PROBLEM REQUIREMENTS >>
Copy the records word for word, from the line containing "in brown uniform" through the end of the records, including both of those lines.

* start *

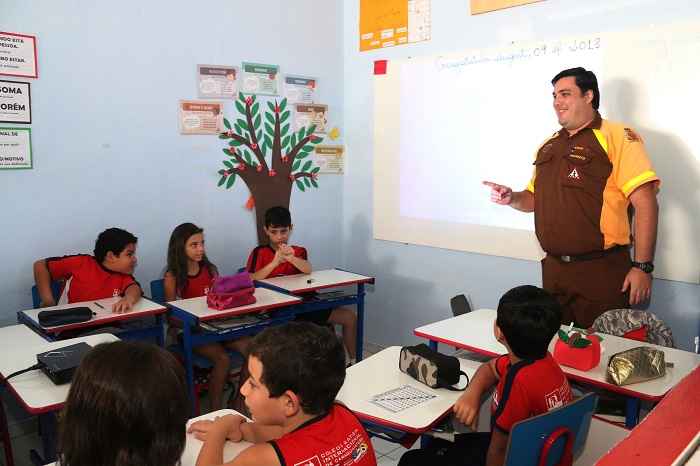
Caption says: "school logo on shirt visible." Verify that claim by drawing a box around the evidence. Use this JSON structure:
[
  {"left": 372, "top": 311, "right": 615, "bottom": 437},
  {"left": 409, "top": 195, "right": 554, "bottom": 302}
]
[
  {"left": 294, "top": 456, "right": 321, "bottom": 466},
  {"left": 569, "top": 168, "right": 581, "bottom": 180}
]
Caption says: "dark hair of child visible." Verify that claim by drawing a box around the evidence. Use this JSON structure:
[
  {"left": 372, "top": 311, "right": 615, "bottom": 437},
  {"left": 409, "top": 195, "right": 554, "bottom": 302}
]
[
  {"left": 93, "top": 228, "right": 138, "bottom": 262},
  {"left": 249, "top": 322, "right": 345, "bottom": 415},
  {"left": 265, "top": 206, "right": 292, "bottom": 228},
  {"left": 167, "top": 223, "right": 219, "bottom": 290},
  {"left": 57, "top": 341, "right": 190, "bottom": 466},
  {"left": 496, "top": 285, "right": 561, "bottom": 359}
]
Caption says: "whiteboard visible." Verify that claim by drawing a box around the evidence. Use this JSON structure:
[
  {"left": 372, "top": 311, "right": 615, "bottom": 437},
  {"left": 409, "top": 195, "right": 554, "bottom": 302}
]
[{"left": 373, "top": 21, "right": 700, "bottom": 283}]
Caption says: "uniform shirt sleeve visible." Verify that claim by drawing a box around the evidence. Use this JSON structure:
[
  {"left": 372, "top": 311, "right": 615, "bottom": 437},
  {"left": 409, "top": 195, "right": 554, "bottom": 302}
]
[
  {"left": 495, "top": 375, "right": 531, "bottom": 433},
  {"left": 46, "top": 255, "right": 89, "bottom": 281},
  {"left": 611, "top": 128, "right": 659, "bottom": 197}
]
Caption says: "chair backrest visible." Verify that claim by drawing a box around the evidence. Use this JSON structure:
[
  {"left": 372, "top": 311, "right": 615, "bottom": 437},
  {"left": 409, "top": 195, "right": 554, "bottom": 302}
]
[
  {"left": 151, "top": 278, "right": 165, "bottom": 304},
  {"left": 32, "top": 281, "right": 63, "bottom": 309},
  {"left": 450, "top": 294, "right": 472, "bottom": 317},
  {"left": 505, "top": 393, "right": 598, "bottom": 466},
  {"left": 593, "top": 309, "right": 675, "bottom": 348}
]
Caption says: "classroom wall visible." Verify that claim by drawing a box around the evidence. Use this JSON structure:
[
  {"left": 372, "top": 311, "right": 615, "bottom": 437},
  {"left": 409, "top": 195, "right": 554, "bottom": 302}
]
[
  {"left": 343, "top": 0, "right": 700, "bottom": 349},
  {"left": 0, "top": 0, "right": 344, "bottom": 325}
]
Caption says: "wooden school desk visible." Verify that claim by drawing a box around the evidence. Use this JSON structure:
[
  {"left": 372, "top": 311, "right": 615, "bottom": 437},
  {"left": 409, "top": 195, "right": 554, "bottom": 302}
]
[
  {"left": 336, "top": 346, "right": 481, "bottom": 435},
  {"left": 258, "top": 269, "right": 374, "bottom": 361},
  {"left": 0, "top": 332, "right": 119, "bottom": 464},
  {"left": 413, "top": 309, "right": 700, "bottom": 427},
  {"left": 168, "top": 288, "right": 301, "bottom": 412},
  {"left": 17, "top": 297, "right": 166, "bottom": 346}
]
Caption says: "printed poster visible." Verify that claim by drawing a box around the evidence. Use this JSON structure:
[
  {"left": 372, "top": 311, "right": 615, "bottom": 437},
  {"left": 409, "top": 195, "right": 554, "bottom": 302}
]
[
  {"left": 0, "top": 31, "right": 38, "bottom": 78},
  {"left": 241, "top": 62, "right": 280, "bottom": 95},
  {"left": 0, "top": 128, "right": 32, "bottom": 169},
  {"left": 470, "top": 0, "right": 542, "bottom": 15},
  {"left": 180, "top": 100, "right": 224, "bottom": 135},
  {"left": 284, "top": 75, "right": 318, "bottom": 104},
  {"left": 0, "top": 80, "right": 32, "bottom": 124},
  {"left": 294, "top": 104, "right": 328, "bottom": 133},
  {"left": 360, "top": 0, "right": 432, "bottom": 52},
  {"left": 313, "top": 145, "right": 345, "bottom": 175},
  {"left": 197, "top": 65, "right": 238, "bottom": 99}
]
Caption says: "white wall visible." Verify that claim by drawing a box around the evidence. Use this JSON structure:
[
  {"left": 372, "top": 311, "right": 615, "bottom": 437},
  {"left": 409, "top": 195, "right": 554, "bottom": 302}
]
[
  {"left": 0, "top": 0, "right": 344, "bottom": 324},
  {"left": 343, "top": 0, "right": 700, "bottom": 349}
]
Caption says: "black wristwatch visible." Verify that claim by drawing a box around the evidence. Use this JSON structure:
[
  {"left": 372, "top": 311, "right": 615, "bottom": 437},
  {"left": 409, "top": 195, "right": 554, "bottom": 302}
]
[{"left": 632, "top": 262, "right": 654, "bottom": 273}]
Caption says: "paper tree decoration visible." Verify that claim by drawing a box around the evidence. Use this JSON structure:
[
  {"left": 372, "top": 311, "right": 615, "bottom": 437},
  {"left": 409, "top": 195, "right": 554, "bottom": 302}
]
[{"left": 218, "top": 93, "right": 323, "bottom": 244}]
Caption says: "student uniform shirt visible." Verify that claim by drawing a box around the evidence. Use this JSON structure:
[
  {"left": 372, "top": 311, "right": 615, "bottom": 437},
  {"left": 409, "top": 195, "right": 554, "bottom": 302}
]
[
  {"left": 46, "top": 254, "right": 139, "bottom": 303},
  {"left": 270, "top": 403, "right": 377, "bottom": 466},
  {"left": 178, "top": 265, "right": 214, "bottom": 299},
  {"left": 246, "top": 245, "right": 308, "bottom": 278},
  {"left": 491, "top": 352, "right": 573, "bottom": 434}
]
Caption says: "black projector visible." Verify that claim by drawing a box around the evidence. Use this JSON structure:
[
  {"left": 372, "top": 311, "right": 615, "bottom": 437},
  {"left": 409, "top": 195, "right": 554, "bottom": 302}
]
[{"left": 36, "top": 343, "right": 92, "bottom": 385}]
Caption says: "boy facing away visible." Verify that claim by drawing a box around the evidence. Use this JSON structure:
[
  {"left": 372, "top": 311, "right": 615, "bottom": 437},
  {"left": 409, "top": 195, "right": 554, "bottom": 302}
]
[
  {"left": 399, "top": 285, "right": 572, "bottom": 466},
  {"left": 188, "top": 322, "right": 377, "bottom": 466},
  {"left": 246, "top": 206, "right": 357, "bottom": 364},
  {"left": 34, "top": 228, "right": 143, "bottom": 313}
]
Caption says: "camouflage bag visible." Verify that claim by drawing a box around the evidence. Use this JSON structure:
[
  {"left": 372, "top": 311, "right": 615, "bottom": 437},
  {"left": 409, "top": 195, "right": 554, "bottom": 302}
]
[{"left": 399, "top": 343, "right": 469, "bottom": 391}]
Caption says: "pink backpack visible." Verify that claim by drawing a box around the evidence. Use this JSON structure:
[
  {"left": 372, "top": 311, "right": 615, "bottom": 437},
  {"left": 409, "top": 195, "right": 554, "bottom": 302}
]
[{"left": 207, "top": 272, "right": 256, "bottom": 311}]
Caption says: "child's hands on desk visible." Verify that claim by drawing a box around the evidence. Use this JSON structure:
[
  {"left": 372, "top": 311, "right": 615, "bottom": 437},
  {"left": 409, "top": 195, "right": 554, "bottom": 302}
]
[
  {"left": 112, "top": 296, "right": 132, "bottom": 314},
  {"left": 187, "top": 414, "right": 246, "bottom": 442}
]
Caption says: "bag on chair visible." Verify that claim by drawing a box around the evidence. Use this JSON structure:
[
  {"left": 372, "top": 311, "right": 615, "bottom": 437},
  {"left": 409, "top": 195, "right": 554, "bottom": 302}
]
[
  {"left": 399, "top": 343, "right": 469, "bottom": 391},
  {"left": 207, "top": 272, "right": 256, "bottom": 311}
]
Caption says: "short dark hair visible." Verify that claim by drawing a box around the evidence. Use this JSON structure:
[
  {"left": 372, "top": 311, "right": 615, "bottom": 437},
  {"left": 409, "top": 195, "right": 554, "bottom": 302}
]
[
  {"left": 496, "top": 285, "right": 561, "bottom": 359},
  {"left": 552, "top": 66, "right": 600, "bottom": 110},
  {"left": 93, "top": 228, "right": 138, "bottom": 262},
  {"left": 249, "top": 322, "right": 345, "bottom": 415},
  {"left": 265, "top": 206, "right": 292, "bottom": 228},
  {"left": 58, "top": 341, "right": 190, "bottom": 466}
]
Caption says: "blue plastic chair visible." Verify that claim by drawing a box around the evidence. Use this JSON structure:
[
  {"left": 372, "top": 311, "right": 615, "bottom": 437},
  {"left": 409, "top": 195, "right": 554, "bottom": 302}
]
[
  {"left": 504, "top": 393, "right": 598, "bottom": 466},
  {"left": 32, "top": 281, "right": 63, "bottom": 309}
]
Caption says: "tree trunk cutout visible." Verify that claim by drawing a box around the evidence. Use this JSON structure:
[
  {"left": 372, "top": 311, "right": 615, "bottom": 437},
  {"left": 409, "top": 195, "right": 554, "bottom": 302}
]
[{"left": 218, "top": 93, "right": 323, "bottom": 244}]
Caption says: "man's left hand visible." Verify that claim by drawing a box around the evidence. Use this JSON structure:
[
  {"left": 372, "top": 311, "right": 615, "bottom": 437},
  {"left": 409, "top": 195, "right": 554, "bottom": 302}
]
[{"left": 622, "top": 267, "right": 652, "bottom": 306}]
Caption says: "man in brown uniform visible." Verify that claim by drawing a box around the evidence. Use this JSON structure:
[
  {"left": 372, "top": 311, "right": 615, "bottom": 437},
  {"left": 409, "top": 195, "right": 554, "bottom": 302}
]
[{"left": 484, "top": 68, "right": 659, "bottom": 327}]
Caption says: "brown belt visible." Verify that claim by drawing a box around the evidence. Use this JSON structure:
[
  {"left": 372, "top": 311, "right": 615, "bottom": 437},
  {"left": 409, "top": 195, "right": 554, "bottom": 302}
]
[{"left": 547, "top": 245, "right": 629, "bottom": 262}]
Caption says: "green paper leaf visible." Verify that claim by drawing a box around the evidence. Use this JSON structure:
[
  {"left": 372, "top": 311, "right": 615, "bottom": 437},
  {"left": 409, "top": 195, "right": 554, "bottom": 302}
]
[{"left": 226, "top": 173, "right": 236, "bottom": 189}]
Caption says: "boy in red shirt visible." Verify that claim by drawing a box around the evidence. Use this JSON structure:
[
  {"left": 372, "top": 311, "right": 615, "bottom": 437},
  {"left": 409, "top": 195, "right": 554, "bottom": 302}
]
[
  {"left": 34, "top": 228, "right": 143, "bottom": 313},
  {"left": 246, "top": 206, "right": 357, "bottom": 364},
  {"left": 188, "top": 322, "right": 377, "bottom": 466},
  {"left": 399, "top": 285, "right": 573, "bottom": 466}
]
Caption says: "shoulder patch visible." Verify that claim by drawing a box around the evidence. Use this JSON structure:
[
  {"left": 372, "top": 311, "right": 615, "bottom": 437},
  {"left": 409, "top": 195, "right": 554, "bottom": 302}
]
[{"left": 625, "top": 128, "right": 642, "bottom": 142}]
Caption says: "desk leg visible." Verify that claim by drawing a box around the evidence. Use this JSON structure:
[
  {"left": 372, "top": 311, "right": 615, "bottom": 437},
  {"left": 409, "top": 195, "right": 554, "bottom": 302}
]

* end *

RESPONSE TO THIS EXERCISE >>
Caption says: "man in brown uniform visible." Verify that claim by drawing a box around the evidence. Use this JSON structure:
[
  {"left": 372, "top": 311, "right": 615, "bottom": 437},
  {"left": 409, "top": 195, "right": 554, "bottom": 302}
]
[{"left": 484, "top": 68, "right": 659, "bottom": 327}]
Caption says: "brown belt visible." Verify that claim by drawing a box around the evidence. Use this JSON structure:
[
  {"left": 372, "top": 311, "right": 615, "bottom": 437},
  {"left": 409, "top": 195, "right": 554, "bottom": 302}
]
[{"left": 547, "top": 245, "right": 629, "bottom": 262}]
Caption says: "green paper leaf visible." Verify that claim by drawing a box around the evidence. Use this JSON structure:
[
  {"left": 372, "top": 311, "right": 615, "bottom": 437},
  {"left": 409, "top": 195, "right": 554, "bottom": 302}
]
[{"left": 226, "top": 173, "right": 236, "bottom": 189}]
Caption says: "boy in red shirt visible." Verify that claim by drawing a box around the evidence. Use this JSON structure:
[
  {"left": 372, "top": 311, "right": 615, "bottom": 437},
  {"left": 409, "top": 195, "right": 554, "bottom": 302}
]
[
  {"left": 34, "top": 228, "right": 143, "bottom": 313},
  {"left": 246, "top": 206, "right": 357, "bottom": 364},
  {"left": 188, "top": 322, "right": 377, "bottom": 466},
  {"left": 399, "top": 285, "right": 573, "bottom": 466}
]
Caption says: "shoulder patch visible." Verify that claim by drawing a box around the evidence. Use this JSON structure:
[
  {"left": 372, "top": 311, "right": 615, "bottom": 437},
  {"left": 409, "top": 195, "right": 554, "bottom": 302}
]
[{"left": 625, "top": 128, "right": 642, "bottom": 142}]
Caption says: "desk leg visible." Verify that claim by drawing a box around the evidence. Use this JSON structure:
[
  {"left": 372, "top": 311, "right": 615, "bottom": 437},
  {"left": 409, "top": 195, "right": 554, "bottom": 302}
]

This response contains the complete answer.